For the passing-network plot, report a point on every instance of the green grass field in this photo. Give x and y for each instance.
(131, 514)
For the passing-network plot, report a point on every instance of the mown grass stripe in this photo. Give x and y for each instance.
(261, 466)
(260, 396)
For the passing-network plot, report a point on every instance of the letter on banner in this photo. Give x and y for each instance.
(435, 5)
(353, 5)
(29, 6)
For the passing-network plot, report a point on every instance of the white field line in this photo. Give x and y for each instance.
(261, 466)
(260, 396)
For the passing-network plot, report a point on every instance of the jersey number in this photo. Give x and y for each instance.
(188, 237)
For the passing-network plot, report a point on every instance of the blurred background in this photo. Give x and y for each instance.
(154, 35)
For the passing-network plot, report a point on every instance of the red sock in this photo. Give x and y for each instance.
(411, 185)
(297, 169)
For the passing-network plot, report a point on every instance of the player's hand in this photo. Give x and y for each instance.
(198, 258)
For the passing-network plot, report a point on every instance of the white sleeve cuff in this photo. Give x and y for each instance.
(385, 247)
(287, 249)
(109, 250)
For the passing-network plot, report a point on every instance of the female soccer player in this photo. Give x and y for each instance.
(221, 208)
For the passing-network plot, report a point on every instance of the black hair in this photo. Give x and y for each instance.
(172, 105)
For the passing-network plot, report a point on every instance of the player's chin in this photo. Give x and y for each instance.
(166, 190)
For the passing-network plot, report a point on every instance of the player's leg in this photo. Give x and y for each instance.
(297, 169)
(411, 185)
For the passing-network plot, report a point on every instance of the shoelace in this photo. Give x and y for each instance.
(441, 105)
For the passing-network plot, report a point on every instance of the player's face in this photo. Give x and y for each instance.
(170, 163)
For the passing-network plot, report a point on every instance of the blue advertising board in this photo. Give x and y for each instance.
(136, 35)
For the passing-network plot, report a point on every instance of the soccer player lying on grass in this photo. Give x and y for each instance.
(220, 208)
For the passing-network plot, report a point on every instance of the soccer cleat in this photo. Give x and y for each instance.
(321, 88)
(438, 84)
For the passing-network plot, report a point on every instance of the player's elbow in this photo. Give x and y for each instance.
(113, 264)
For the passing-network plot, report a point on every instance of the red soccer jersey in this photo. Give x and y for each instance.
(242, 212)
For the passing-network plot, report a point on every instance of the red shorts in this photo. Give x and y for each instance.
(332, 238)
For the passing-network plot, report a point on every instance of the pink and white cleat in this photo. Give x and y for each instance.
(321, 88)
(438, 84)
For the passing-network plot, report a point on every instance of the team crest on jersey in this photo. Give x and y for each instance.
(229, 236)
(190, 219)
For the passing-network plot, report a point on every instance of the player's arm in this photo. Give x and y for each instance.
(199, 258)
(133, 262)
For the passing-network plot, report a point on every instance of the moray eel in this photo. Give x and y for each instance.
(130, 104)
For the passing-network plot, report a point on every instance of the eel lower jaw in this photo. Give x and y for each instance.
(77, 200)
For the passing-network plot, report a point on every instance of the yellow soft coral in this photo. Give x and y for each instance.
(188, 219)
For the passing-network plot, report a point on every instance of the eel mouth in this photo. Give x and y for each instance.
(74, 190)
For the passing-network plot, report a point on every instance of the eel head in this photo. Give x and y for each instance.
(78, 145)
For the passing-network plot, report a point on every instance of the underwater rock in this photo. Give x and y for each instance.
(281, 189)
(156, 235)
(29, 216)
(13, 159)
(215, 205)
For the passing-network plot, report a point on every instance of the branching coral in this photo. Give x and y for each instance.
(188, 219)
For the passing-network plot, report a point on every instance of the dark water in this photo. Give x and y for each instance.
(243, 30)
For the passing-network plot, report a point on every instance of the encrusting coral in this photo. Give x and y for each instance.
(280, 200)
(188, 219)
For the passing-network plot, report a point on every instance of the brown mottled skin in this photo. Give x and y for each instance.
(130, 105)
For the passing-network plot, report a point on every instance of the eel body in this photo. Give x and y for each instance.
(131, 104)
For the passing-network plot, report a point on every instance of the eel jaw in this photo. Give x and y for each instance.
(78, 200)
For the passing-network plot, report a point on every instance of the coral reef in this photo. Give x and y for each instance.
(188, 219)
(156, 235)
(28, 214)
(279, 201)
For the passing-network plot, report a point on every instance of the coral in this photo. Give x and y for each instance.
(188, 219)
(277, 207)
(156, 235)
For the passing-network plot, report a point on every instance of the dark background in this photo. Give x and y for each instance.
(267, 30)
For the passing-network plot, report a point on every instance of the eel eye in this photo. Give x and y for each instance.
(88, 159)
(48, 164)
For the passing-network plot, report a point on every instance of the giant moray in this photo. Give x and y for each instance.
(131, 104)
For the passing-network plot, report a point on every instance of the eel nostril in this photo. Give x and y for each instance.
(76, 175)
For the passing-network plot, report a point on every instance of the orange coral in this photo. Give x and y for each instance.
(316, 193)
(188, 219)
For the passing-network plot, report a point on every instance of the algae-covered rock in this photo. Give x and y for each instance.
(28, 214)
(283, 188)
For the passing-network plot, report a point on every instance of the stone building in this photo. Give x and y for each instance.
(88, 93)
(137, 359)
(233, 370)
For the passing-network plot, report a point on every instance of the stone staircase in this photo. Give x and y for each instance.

************

### TRY IT
Every record above is to be written out exactly.

### WRITTEN SOLUTION
For the passing-network plot, report a point on every instance of the green grass field in this photo. Give x and y for each instance.
(131, 514)
For the passing-network plot, report a point on every instance of the mown grass stripe in this photo. Give x and y for each instance.
(261, 466)
(260, 396)
For the passing-network plot, report a point on every instance of the letter on banner in this photo. Give x and y for each instance.
(435, 5)
(353, 5)
(29, 6)
For the passing-network plot, report a point on every instance of the white field line in this photo. Give x and y for each instance.
(261, 466)
(260, 396)
For the passing-network plot, report a point on every instance of the jersey number in this photo. Give x and y for each instance.
(188, 237)
For the passing-network plot, report a point on every instance of the blurred background in this photo. Give x and y for each instance.
(154, 35)
For the passing-network plot, report a point on every instance of the red sock in this photo. Give x and y for each instance.
(411, 185)
(297, 169)
For the passing-network plot, report a point on every instance of the player's hand in this photo. Give x and y for each instance.
(198, 258)
For the passing-network plot, report a point on every instance of the white sleeve cuff in this photo. Give x and y for each instance.
(385, 247)
(287, 249)
(109, 250)
For the passing-network plot, report a point on every instance of the female soccer player in this photo. Give x and y for each instance.
(221, 208)
For the passing-network plot, report a point on every instance of the black hair in this photo. Give x and y for each instance.
(172, 105)
For the passing-network plot, report a point on every instance of the player's chin in this photo. Give x and y for each instance.
(166, 190)
For the passing-network plot, report a point on every instance of the player's leg in this photo. Give x and y for each instance.
(297, 169)
(411, 185)
For the passing-network plot, report a point on every instance of the shoelace in this photo. Give x and y for each instance.
(441, 105)
For the passing-network plot, report a point on every instance of the player's face in this photo. Give x and y for each instance.
(170, 163)
For the passing-network plot, report a point on every instance of the blue advertising board in this photo. Give x and y for each instance.
(136, 35)
For the passing-network plot, report a point on every instance of the soccer player lying on grass in this photo. Give x and y for each instance.
(220, 208)
For the passing-network plot, report a point on every instance of the soccer cleat in this photo. Give x and y for each instance.
(321, 88)
(438, 84)
For the passing-network plot, report a point on every instance of the player's elbow in this photo. Give x and y for each instance.
(113, 264)
For the passing-network plot, report a point on every instance of the red soccer jersey in this photo. Give x and y for each instance.
(242, 212)
For the passing-network plot, report a point on every instance of the red shorts in this photo. Give x and y for each instance.
(332, 238)
For the passing-network plot, report a point on every instance of the pink and white cleat in this photo. Give x and y for each instance.
(321, 88)
(438, 84)
For the passing-network plot, report a point on every instance of the team crest on jersey in this photo. Give x and y for each instance.
(229, 236)
(190, 219)
For the passing-network plot, report a point on every instance of the player's arm in this photo. Give x and y for each instance.
(199, 258)
(133, 262)
For the passing-network plot, report a point on every instance of the moray eel in this photo. Give x and y for each instance.
(130, 104)
For the passing-network plot, report a point on every instance of the eel lower jaw in this photo. Give x and y for each instance.
(77, 200)
For the passing-network plot, report a point on every instance of the yellow soft coral in this photo. Give x and y for each instance.
(188, 219)
For the passing-network plot, report a point on every instance of the eel mouth in this photo. Give x and y for each instance.
(74, 190)
For the passing-network plot, report a point on every instance of the eel head in this photo. Give x and y for each instance.
(78, 145)
For the passing-network plot, report a point on every instance of the underwater rock in this photo. Give x and y for each instance.
(281, 189)
(156, 235)
(29, 216)
(13, 159)
(215, 205)
For the passing-network plot, report a point on every instance of the branching coral in this photo. Give x and y for each instance.
(188, 219)
For the passing-network plot, report a point on every instance of the dark water in this photo. Give x and y for each instance.
(243, 30)
For the passing-network plot, report a point on every instance of the encrusting coral in this photo. Give x and y for each instance.
(280, 200)
(188, 219)
For the passing-network plot, report a point on every instance of the brown mottled skin in this photo. Give x and y for each instance.
(130, 105)
For the passing-network plot, report a point on every instance of the eel body in this photo. Give x and y for each instance.
(131, 104)
For the passing-network plot, report a point on every instance of the eel jaw in this photo. Give x and y for each instance.
(78, 200)
For the passing-network plot, report a point on every instance of the coral reef in this photo. Give x and y for each instance.
(188, 219)
(156, 235)
(28, 214)
(279, 201)
For the passing-network plot, report a point on every instance of the coral in this photo. Give x and y for each instance.
(188, 219)
(277, 207)
(156, 235)
For the passing-network plot, report a point on every instance of the dark background in this photo. Give x and y for each instance.
(267, 30)
For the passing-network plot, report a point on every instance of the eel eye in this photo. Give x and y for each instance.
(88, 159)
(48, 164)
For the passing-network plot, report a point on every instance of the giant moray in this photo. Give x and y for each instance.
(131, 104)
For the passing-network plot, report a point on every instance of the eel nostril in this photo. Give x and y for each instance.
(76, 175)
For the passing-network plot, report a point on every instance of the orange coral in this photo. Give x and y for each instance.
(316, 193)
(188, 219)
For the passing-network plot, report a point on every instance of the algae-covered rock in this photo. Give x and y for each instance.
(28, 214)
(283, 188)
For the passing-network plot, report a point on every instance of the stone building in this photo. Give x and y for each instance.
(88, 93)
(137, 359)
(233, 370)
For the passing-network plot, report a point on every instance of the stone staircase in this photo. Give x and y for each instance.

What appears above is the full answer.